==== Records for the exercise ====

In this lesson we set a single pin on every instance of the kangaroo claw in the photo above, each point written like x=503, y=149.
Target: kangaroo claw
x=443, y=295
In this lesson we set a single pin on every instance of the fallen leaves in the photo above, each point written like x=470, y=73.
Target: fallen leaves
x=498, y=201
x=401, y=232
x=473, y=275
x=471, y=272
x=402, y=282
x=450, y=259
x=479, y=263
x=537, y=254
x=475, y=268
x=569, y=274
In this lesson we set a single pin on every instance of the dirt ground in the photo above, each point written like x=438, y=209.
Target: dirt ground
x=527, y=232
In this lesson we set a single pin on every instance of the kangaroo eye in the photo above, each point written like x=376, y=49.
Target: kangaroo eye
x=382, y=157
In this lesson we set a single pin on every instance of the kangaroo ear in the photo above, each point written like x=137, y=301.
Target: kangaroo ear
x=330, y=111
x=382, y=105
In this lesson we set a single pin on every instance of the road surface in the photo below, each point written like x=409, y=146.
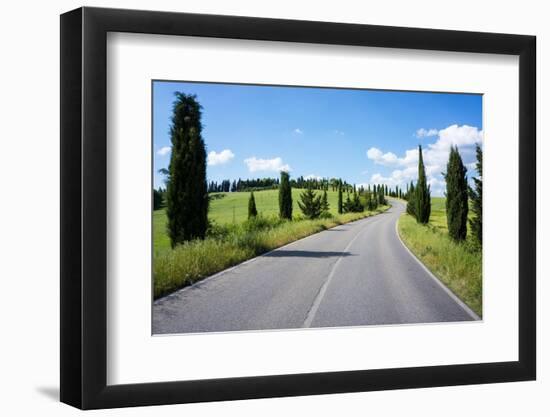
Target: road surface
x=355, y=274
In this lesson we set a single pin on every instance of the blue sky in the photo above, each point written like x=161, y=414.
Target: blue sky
x=362, y=136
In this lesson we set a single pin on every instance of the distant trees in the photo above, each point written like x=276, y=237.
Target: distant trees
x=456, y=202
x=476, y=196
x=252, y=211
x=285, y=197
x=310, y=204
x=422, y=193
x=186, y=194
x=254, y=184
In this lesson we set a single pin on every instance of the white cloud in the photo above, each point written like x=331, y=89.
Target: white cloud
x=435, y=157
x=258, y=164
x=220, y=158
x=388, y=158
x=165, y=150
x=423, y=133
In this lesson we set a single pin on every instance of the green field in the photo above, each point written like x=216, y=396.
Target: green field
x=459, y=266
x=233, y=238
x=232, y=208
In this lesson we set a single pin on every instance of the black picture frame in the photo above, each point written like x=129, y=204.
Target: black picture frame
x=84, y=207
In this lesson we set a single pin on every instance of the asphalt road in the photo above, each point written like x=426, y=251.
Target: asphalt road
x=356, y=274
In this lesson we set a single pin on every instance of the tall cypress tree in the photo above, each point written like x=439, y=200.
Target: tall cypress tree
x=310, y=203
x=411, y=200
x=186, y=194
x=285, y=197
x=325, y=207
x=423, y=204
x=340, y=202
x=252, y=212
x=456, y=202
x=476, y=224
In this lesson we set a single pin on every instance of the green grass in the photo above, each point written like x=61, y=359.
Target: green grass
x=458, y=266
x=232, y=208
x=229, y=244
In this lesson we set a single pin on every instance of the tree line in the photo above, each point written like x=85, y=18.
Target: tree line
x=187, y=192
x=458, y=197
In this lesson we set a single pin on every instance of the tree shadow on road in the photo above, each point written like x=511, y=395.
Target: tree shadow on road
x=306, y=254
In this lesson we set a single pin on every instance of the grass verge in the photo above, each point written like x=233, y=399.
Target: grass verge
x=457, y=265
x=229, y=245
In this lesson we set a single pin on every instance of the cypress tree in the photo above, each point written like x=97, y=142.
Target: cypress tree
x=310, y=203
x=456, y=203
x=157, y=199
x=285, y=197
x=186, y=194
x=422, y=193
x=252, y=212
x=476, y=224
x=340, y=203
x=325, y=207
x=411, y=200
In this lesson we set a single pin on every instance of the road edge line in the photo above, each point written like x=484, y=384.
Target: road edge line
x=321, y=294
x=220, y=273
x=451, y=294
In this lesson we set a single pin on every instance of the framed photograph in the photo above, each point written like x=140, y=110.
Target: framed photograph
x=256, y=208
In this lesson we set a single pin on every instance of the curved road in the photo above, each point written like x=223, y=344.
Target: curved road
x=355, y=274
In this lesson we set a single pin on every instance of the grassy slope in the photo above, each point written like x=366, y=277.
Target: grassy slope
x=456, y=265
x=239, y=241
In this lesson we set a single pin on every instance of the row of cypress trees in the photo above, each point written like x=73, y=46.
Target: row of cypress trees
x=187, y=190
x=458, y=197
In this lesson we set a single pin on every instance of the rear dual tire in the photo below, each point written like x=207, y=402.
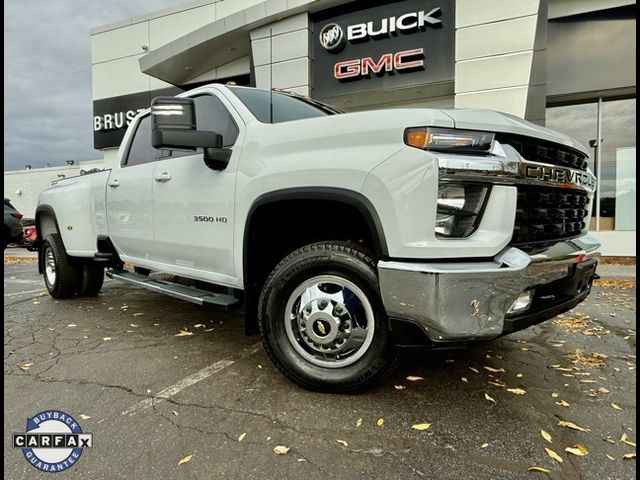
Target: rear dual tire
x=64, y=278
x=322, y=321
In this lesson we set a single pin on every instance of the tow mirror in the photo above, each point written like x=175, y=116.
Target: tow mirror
x=173, y=125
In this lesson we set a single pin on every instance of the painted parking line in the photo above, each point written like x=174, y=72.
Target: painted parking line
x=190, y=380
x=25, y=292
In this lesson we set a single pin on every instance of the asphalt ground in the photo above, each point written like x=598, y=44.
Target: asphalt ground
x=155, y=398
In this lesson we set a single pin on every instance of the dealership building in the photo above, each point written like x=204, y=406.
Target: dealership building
x=566, y=64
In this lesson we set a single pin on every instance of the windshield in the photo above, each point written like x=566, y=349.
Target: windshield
x=286, y=106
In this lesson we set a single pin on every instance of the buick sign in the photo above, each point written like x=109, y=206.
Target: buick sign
x=332, y=37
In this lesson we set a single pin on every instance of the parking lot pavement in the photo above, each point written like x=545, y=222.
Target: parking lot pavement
x=154, y=398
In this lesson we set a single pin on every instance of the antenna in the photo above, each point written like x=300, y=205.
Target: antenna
x=270, y=75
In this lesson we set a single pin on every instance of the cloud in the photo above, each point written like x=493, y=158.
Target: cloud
x=47, y=77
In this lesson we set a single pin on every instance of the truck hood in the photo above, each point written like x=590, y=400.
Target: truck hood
x=491, y=121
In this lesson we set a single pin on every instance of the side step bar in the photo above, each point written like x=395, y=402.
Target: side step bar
x=183, y=292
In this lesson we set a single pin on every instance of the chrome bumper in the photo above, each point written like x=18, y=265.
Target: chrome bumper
x=454, y=301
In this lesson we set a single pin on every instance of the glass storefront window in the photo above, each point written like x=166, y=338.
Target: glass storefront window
x=618, y=165
x=580, y=122
x=617, y=195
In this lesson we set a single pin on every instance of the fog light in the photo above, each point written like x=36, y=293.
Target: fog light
x=522, y=302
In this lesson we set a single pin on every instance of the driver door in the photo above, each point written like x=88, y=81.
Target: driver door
x=193, y=205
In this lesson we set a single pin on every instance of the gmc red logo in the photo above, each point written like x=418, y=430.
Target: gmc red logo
x=363, y=67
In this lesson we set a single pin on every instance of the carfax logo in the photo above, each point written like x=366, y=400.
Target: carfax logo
x=53, y=441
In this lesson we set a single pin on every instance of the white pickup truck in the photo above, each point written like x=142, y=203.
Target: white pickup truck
x=348, y=236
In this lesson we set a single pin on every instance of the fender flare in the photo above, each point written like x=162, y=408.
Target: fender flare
x=349, y=197
x=40, y=209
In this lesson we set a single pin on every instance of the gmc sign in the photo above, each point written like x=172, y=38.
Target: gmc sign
x=360, y=47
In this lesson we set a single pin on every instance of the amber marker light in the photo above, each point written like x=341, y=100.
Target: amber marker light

====

Objective:
Substitute "rear wheel" for "rear dual tire" in the records starting at the line that contains "like x=73, y=46." and ending at the line that contains "x=155, y=398", and write those lines out again otherwise unchanged, without the pictures.

Result of the task:
In this lesson we set a single pin on every instance of the row of cypress trees in the photo above, each point written like x=73, y=46.
Target: row of cypress trees
x=187, y=190
x=458, y=197
In this lesson we set a single pin on every instance of the rear wheel in the photo below, each point written like x=207, y=402.
Target: rear wheel
x=64, y=278
x=322, y=321
In this lesson we set a single pin on every instance of the tow mirror in the photo above, each point written like x=175, y=116.
Target: tow mirror
x=173, y=125
In this lesson we set a single pin on every instance of the painted parking line in the photo above, each point written like x=174, y=72.
Target: painted parking line
x=190, y=380
x=25, y=292
In this lesson we set a single pin on every instance of the asphalt ground in the photo above, each point written like x=598, y=44.
Target: asphalt ground
x=155, y=398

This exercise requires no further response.